GEKOZEN TEKST
^^^^^^^^^^^^^^^^

Ook zou een dubbele codering overwogen kunnen worden waarvan de sleutel beheerd zou worden door een onafhankelijke vertrouwensinstantie, zoals dit gebeurt op andere gebieden waar gegevens verzameld worden met preventieve doeleinden.

Tot slot is de Nationale Raad zich zeker bewust van het grote belang van een evaluatie op het gebied van nosocomiale infecties, die tot doel heeft de kwaliteit van de verzorging te verbeteren.

Bovendien is de Nationale Raad het met u eens dat de overdracht van de nodige gegevens de anonimiteit die de deontologie aanbeveelt teniet kan doen, zonder medeweten van de personen, en hen zo bloot kan stellen aan discriminerende maatregelen of andere misbruiken.

Hij is er echter van overtuigd dat het mogelijk is de twee doelstellingen samen te verwezenlijken dankzij een meer aangepaste keuze van de parameters die doorgegeven mogen worden.

Epidemiologisch onderzoek22/08/1992 Documentcode: a058006
Epidemiologisch onderzoek

De Nationale Raad wordt door een provinciale raad op de hoogte gebracht van de manier waarop een patholoog‑anatoom een opsporingscampagne voert in het raam van borstkanker.
Deze geneesheer, patholoog-anatoom, brengt in het gezondheidscentrum alle nominatieve protocollen van de huisartsen en van de uitgevoerde onderzoeken (mammografieën) bijeen. Op het tweede niveau worden de nominatieve gegevens omgezet in voor het onderzoek bruikbare codes.

De provinciale raad is de mening toegedaan dat deze handelwijze in overeenstemming is met artikel 62 c van de Code, maar wenst toch het advies van de Nationale Raad te vernemen.

^^^^^^^^^^^^^^^^

WAT JE DOET
1 > Met welk artikel van de Code is de handelwijze van de patholoog-anatoom volgens de provinciale raad in overeenstemming, zo staat in de tekst over epidemiologisch onderzoek?
2 > Geef bij elke bewering aan of ze overeenstemt met de tekst over epidemiologisch onderzoek. Antwoord met ja of nee en citeer de beslissende woorden.
(a) De sleutel van een dubbele codering zou beheerd kunnen worden door een onafhankelijke vertrouwensinstantie.
(b) De Nationale Raad acht het onmogelijk de twee doelstellingen samen te verwezenlijken.
(c) De patholoog-anatoom brengt de nominatieve protocollen bijeen in een ziekenhuis.
3 > Zet de tekst over epidemiologisch onderzoek voort na de laatste zin.

^^^^^^^^^^^^^^^^

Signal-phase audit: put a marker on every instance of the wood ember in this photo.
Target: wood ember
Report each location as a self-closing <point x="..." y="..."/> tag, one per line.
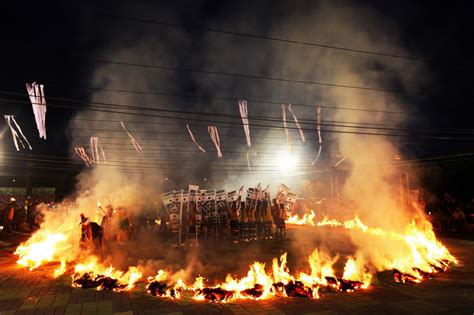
<point x="215" y="294"/>
<point x="89" y="281"/>
<point x="254" y="292"/>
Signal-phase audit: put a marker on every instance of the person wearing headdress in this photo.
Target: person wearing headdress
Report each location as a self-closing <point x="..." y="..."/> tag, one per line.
<point x="86" y="231"/>
<point x="267" y="219"/>
<point x="106" y="222"/>
<point x="244" y="218"/>
<point x="234" y="221"/>
<point x="252" y="221"/>
<point x="259" y="220"/>
<point x="280" y="220"/>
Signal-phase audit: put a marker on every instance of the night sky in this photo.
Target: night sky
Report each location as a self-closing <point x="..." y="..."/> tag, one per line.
<point x="51" y="42"/>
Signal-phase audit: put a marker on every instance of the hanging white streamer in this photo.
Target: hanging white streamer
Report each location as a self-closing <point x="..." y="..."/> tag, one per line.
<point x="215" y="138"/>
<point x="320" y="139"/>
<point x="38" y="101"/>
<point x="285" y="125"/>
<point x="194" y="140"/>
<point x="297" y="123"/>
<point x="83" y="155"/>
<point x="95" y="147"/>
<point x="16" y="137"/>
<point x="245" y="120"/>
<point x="318" y="126"/>
<point x="340" y="161"/>
<point x="317" y="156"/>
<point x="136" y="145"/>
<point x="248" y="162"/>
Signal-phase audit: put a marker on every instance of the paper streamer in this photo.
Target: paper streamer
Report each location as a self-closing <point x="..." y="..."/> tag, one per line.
<point x="245" y="120"/>
<point x="38" y="101"/>
<point x="320" y="139"/>
<point x="215" y="139"/>
<point x="95" y="149"/>
<point x="297" y="123"/>
<point x="135" y="144"/>
<point x="83" y="155"/>
<point x="285" y="125"/>
<point x="16" y="138"/>
<point x="194" y="140"/>
<point x="248" y="162"/>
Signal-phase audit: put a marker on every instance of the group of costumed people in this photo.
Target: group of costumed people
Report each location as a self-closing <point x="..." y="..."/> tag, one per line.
<point x="115" y="226"/>
<point x="243" y="218"/>
<point x="197" y="212"/>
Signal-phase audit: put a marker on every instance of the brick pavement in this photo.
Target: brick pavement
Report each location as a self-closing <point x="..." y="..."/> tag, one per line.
<point x="35" y="292"/>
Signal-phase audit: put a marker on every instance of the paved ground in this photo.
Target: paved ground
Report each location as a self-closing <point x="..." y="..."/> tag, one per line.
<point x="25" y="292"/>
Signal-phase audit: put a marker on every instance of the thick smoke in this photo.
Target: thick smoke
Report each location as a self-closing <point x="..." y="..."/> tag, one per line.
<point x="135" y="181"/>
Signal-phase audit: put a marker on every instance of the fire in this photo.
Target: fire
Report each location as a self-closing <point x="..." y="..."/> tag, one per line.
<point x="61" y="270"/>
<point x="92" y="274"/>
<point x="40" y="249"/>
<point x="260" y="284"/>
<point x="159" y="286"/>
<point x="307" y="219"/>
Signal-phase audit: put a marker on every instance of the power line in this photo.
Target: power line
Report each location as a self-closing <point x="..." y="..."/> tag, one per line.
<point x="251" y="124"/>
<point x="255" y="36"/>
<point x="213" y="98"/>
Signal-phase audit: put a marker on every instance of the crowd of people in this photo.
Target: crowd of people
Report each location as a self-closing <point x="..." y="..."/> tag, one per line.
<point x="450" y="215"/>
<point x="18" y="213"/>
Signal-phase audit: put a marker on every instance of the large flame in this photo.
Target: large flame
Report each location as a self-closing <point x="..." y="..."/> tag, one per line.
<point x="307" y="219"/>
<point x="419" y="255"/>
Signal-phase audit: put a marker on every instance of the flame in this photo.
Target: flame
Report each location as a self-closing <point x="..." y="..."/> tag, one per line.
<point x="40" y="249"/>
<point x="126" y="280"/>
<point x="61" y="270"/>
<point x="354" y="272"/>
<point x="307" y="219"/>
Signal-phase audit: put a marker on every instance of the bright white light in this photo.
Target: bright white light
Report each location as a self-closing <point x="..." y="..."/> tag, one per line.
<point x="287" y="161"/>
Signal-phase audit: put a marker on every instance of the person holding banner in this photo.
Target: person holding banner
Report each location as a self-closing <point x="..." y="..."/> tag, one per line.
<point x="234" y="221"/>
<point x="244" y="218"/>
<point x="267" y="219"/>
<point x="280" y="220"/>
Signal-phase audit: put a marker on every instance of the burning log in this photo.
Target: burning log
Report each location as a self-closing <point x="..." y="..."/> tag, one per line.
<point x="294" y="289"/>
<point x="254" y="292"/>
<point x="214" y="294"/>
<point x="89" y="281"/>
<point x="401" y="277"/>
<point x="161" y="289"/>
<point x="349" y="285"/>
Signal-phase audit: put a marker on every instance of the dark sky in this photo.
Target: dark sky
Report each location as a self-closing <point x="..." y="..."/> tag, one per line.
<point x="47" y="41"/>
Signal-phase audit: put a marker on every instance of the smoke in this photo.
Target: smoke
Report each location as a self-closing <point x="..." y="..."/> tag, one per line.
<point x="171" y="161"/>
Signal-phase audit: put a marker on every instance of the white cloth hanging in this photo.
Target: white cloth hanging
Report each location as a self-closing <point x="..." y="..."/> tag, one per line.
<point x="194" y="140"/>
<point x="95" y="149"/>
<point x="16" y="138"/>
<point x="248" y="162"/>
<point x="214" y="133"/>
<point x="83" y="155"/>
<point x="297" y="123"/>
<point x="38" y="101"/>
<point x="285" y="125"/>
<point x="135" y="143"/>
<point x="320" y="139"/>
<point x="245" y="120"/>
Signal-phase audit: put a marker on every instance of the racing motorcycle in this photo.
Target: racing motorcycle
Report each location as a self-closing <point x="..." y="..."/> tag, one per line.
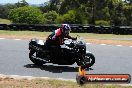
<point x="72" y="51"/>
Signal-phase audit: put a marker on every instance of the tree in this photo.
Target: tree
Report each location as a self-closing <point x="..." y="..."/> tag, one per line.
<point x="50" y="17"/>
<point x="27" y="14"/>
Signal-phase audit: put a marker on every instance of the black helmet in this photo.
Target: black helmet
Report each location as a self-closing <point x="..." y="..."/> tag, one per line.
<point x="66" y="27"/>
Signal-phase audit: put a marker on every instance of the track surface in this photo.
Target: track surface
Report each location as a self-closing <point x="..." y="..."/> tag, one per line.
<point x="109" y="59"/>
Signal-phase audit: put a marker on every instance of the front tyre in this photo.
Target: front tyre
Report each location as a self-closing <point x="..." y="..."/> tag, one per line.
<point x="32" y="56"/>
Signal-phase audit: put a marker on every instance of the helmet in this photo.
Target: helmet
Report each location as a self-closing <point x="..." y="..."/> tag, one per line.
<point x="66" y="29"/>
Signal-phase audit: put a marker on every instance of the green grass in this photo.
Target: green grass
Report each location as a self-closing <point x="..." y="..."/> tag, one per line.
<point x="5" y="21"/>
<point x="45" y="34"/>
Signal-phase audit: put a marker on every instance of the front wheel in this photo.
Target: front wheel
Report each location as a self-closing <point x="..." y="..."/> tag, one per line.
<point x="32" y="56"/>
<point x="87" y="60"/>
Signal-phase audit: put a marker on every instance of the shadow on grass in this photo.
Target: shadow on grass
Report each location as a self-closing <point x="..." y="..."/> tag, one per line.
<point x="55" y="69"/>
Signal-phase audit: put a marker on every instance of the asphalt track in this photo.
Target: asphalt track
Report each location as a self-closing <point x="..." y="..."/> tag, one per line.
<point x="109" y="60"/>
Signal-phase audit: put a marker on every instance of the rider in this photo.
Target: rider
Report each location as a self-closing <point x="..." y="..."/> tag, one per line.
<point x="56" y="39"/>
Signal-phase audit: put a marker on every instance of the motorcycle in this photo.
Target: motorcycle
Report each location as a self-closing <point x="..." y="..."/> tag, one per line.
<point x="70" y="52"/>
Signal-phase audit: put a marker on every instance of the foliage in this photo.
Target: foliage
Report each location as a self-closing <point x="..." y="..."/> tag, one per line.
<point x="27" y="14"/>
<point x="72" y="17"/>
<point x="117" y="12"/>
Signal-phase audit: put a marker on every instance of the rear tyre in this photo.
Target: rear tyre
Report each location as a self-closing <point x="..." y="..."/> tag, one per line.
<point x="32" y="56"/>
<point x="87" y="60"/>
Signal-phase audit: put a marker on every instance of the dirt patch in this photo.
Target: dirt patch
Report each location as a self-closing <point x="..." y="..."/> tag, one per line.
<point x="93" y="41"/>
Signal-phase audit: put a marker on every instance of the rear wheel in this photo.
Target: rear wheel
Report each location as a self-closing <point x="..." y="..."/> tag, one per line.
<point x="87" y="60"/>
<point x="32" y="56"/>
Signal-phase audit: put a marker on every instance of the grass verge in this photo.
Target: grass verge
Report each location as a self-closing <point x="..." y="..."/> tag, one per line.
<point x="111" y="39"/>
<point x="4" y="21"/>
<point x="43" y="83"/>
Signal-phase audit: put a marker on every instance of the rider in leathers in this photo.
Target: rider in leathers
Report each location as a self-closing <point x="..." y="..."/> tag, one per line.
<point x="57" y="38"/>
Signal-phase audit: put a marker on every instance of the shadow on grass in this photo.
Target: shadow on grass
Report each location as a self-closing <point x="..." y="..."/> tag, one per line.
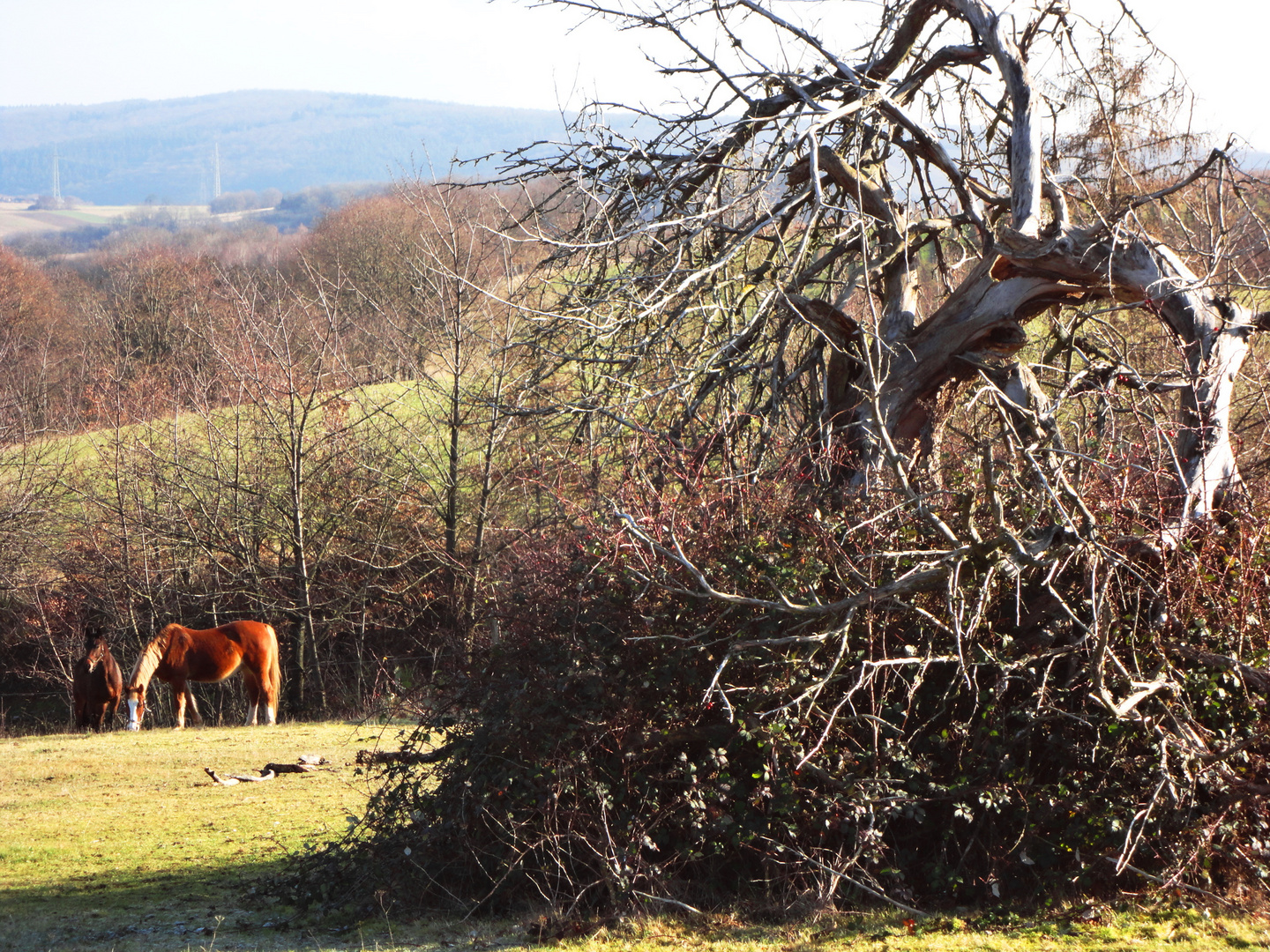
<point x="138" y="911"/>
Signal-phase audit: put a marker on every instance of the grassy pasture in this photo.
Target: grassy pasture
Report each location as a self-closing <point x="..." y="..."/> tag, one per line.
<point x="121" y="842"/>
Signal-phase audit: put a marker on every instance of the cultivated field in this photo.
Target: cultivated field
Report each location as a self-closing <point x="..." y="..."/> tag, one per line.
<point x="16" y="219"/>
<point x="121" y="842"/>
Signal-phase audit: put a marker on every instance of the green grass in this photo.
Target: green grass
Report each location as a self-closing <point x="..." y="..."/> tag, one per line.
<point x="121" y="842"/>
<point x="111" y="841"/>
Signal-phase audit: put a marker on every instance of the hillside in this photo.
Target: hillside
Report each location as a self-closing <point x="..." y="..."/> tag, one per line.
<point x="129" y="152"/>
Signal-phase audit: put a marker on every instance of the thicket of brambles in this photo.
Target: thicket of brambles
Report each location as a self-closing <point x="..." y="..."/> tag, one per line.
<point x="856" y="501"/>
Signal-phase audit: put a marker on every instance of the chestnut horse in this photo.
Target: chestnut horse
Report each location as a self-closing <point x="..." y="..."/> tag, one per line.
<point x="181" y="655"/>
<point x="95" y="683"/>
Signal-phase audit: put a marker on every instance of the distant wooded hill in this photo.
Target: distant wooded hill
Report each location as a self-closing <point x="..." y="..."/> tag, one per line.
<point x="161" y="150"/>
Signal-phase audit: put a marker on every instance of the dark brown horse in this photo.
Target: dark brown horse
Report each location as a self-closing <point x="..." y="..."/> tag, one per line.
<point x="97" y="683"/>
<point x="181" y="655"/>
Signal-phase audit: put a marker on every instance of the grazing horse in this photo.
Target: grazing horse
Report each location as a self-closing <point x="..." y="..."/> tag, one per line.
<point x="95" y="683"/>
<point x="181" y="655"/>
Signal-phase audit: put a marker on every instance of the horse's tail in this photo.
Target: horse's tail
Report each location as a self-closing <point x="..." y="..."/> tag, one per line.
<point x="274" y="671"/>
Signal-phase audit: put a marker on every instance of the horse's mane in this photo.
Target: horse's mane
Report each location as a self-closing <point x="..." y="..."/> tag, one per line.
<point x="150" y="658"/>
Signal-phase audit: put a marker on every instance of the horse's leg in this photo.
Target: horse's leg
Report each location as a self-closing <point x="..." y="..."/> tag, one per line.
<point x="179" y="692"/>
<point x="251" y="688"/>
<point x="196" y="718"/>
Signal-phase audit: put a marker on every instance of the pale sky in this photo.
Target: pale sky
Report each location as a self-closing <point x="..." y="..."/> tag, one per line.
<point x="502" y="52"/>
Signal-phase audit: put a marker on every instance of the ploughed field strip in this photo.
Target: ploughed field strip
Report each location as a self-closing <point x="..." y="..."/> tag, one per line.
<point x="118" y="838"/>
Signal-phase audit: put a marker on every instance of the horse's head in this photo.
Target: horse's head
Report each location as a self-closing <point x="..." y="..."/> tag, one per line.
<point x="135" y="695"/>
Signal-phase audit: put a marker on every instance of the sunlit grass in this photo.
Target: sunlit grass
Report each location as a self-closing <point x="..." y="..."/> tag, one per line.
<point x="121" y="842"/>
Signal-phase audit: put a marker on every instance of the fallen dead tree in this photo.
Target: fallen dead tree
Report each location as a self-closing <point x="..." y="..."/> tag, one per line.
<point x="305" y="763"/>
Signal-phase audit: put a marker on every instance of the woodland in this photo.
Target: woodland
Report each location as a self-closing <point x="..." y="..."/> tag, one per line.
<point x="846" y="489"/>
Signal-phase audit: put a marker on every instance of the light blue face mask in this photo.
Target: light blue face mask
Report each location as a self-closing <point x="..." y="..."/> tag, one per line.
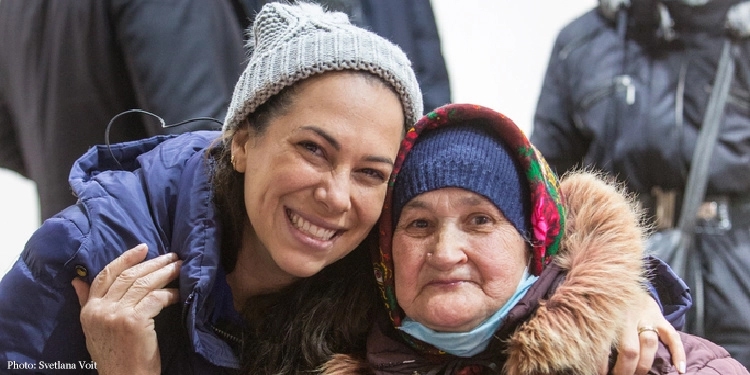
<point x="467" y="344"/>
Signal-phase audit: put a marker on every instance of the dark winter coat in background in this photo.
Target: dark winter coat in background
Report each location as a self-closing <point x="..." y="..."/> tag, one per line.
<point x="570" y="317"/>
<point x="626" y="93"/>
<point x="158" y="194"/>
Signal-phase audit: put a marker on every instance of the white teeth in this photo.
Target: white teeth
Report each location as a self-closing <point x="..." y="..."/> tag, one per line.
<point x="310" y="229"/>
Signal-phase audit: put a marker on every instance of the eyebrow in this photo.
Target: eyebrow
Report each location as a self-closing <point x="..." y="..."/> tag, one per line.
<point x="337" y="146"/>
<point x="465" y="201"/>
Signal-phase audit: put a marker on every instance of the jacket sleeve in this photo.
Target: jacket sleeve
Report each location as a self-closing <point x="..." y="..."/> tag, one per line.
<point x="39" y="310"/>
<point x="669" y="291"/>
<point x="554" y="132"/>
<point x="411" y="25"/>
<point x="183" y="57"/>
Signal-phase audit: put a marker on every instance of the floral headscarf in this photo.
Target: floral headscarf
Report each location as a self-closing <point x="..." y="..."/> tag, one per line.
<point x="547" y="210"/>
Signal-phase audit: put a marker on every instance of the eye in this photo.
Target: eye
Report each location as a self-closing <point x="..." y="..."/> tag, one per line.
<point x="418" y="224"/>
<point x="481" y="220"/>
<point x="374" y="174"/>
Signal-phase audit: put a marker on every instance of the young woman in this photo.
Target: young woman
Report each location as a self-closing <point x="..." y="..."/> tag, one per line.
<point x="488" y="265"/>
<point x="293" y="183"/>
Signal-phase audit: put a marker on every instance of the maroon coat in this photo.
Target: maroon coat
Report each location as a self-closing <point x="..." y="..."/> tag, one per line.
<point x="571" y="316"/>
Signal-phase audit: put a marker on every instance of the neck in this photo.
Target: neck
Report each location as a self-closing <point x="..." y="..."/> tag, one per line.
<point x="255" y="273"/>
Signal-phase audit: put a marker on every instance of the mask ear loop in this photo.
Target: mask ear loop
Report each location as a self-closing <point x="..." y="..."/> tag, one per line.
<point x="161" y="121"/>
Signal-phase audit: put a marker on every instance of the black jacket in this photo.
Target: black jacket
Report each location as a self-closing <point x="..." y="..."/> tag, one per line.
<point x="68" y="66"/>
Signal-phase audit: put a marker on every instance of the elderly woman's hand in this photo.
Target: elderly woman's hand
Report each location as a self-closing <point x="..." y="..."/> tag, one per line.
<point x="118" y="310"/>
<point x="640" y="340"/>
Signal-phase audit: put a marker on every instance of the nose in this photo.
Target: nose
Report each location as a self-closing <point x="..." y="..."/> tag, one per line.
<point x="448" y="249"/>
<point x="335" y="193"/>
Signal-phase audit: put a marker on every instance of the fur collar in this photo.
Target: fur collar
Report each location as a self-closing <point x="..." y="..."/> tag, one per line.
<point x="578" y="325"/>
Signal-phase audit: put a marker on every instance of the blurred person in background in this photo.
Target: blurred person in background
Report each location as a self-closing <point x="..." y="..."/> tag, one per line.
<point x="408" y="24"/>
<point x="625" y="92"/>
<point x="68" y="67"/>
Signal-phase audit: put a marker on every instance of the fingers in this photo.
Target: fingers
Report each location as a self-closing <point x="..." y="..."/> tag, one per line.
<point x="157" y="300"/>
<point x="628" y="353"/>
<point x="649" y="342"/>
<point x="101" y="284"/>
<point x="149" y="279"/>
<point x="82" y="290"/>
<point x="673" y="341"/>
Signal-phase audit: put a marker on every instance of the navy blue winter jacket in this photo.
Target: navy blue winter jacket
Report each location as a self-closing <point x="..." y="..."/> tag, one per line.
<point x="156" y="191"/>
<point x="160" y="196"/>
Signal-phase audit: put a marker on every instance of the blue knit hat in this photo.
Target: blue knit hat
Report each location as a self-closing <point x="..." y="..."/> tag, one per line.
<point x="467" y="157"/>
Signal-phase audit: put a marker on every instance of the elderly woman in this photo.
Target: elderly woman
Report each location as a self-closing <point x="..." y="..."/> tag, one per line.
<point x="487" y="265"/>
<point x="293" y="183"/>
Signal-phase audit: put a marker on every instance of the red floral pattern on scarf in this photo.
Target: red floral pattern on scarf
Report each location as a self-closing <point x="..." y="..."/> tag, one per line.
<point x="547" y="215"/>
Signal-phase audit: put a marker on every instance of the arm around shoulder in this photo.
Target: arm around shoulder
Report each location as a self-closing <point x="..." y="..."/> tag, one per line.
<point x="39" y="310"/>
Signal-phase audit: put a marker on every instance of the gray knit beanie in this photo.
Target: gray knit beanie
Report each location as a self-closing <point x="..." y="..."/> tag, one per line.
<point x="289" y="43"/>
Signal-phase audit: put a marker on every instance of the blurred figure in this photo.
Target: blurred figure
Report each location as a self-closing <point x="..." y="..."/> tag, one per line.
<point x="68" y="66"/>
<point x="626" y="91"/>
<point x="410" y="25"/>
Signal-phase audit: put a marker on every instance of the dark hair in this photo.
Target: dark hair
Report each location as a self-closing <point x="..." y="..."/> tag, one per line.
<point x="298" y="328"/>
<point x="228" y="184"/>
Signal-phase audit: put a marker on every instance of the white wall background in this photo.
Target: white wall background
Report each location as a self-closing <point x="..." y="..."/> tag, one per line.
<point x="496" y="52"/>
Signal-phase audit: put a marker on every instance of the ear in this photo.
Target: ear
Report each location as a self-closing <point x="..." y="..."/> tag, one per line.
<point x="239" y="150"/>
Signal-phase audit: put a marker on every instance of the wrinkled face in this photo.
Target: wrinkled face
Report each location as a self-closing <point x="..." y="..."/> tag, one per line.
<point x="457" y="260"/>
<point x="315" y="180"/>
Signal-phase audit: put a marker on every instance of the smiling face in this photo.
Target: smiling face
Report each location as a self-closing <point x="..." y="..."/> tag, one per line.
<point x="456" y="259"/>
<point x="315" y="179"/>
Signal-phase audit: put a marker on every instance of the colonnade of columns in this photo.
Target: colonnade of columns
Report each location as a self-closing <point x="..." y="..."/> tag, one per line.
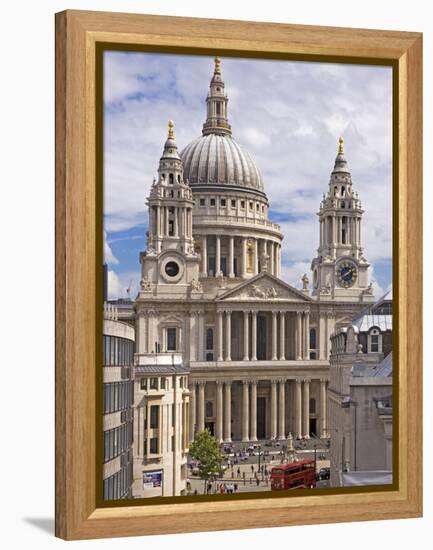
<point x="278" y="334"/>
<point x="248" y="252"/>
<point x="278" y="407"/>
<point x="161" y="216"/>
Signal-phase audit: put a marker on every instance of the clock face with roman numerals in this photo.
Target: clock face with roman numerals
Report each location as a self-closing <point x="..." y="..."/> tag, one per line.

^^^^^^^^^^^^^^^^

ANTWOORDEN PER OPDRACHT
1 > Met artikel 62 c van de Code.

2 >
(a) Ja: "waarvan de sleutel beheerd zou worden door een onafhankelijke vertrouwensinstantie"
(b) Nee: "Hij is er echter van overtuigd dat het mogelijk is de twee doelstellingen samen te verwezenlijken"
(c) Nee: "brengt in het gezondheidscentrum alle nominatieve protocollen van de huisartsen en van de uitgevoerde onderzoeken (mammografieën) bijeen"

3 >
Advies van de Nationale Raad:

De Nationale Raad heeft in zijn vergadering van 22 augustus 1992 kennis genomen van uw brief van 17 juni 1992, met betrekking tot een epidemiologische studie in de zone X.

De Nationale Raad is de mening toegedaan dat de anonimiteit van de patiënten gewaarborgd moet zijn bij de inzameling van gegevens. Hij verwijst in dit opzicht naar artikel 62 van de Code van geneeskundige Plichtenleer.

Een aangepast codificatiesysteem zou overlappingen vermijden, waarbij de anonimiteit van de gegevens toch gewaarborgd zou zijn.

Artikel 62 van de Code van Plichtenleer:

Binnen de perken van volstrekte noodzaak, mag een diagnose of een inlichting van geneeskundige aard worden medegedeeld:

  1. aan de wettelijke of feitelijke vertegenwoordiger van een onbekwame of bewusteloze patiënt;
  2. aan de geneesheer met een gerechtelijk geneeskundig onderzoek belast, voor zover de inlichtingen beperkt blijven tot de objectieve medische gegevens die rechtstreeks verband houden met het doel van het onderzoek en de patiënt daarmee instemt;
  3. aan instellingen met een wetenschappelijke opdracht, zonder vermelding van naam.

De in vertrouwen door een patiënt medegedeelde gegevens mogen nooit openbaar worden gemaakt.

Beroepsgeheim24/08/1991 Documentcode: a054004
Prospectief bevolkingsonderzoek - Beroepsgeheim

Een universiteitsprofessor brengt de Nationale Raad op de hoogte van zijn voornemen een prospectief bevolkingsonderzoek uit te voeren, waarbij gedurende 5 jaar de incidentie van morbiditeit en mortaliteit in functie van de blootstelling aan bepaalde produkten,gevolgd zal worden.
Hij verzoekt de Nationale Raad de ethische aspecten van die studie te bekijken en na te gaan of zij in overeenstemming is met de medische deontologie.

Nadat de Nationale Raad dit probleem bestudeerd heeft in zijn vergadering van 15 juni, heeft hij beslist enkele bijkomende inlichtingen in te winnen.
De Raad bestudeert dit probleem opnieuw rekening houdend met de verkregen inlichtingen en met de desbetreffende artikelen van de Code van Plichtenleer.

Advies van de Nationale Raad:

De Nationale Raad heeft in zijn vergadering van 24 augustus 1991 kennis genomen van uw brieven van 29 maart en 26 juli 1991, met betrekking tot een epidemiologische studie over de incidentie van morbiditeit en mortaliteit in functie van de blootstelling aan cadmium via het milieu.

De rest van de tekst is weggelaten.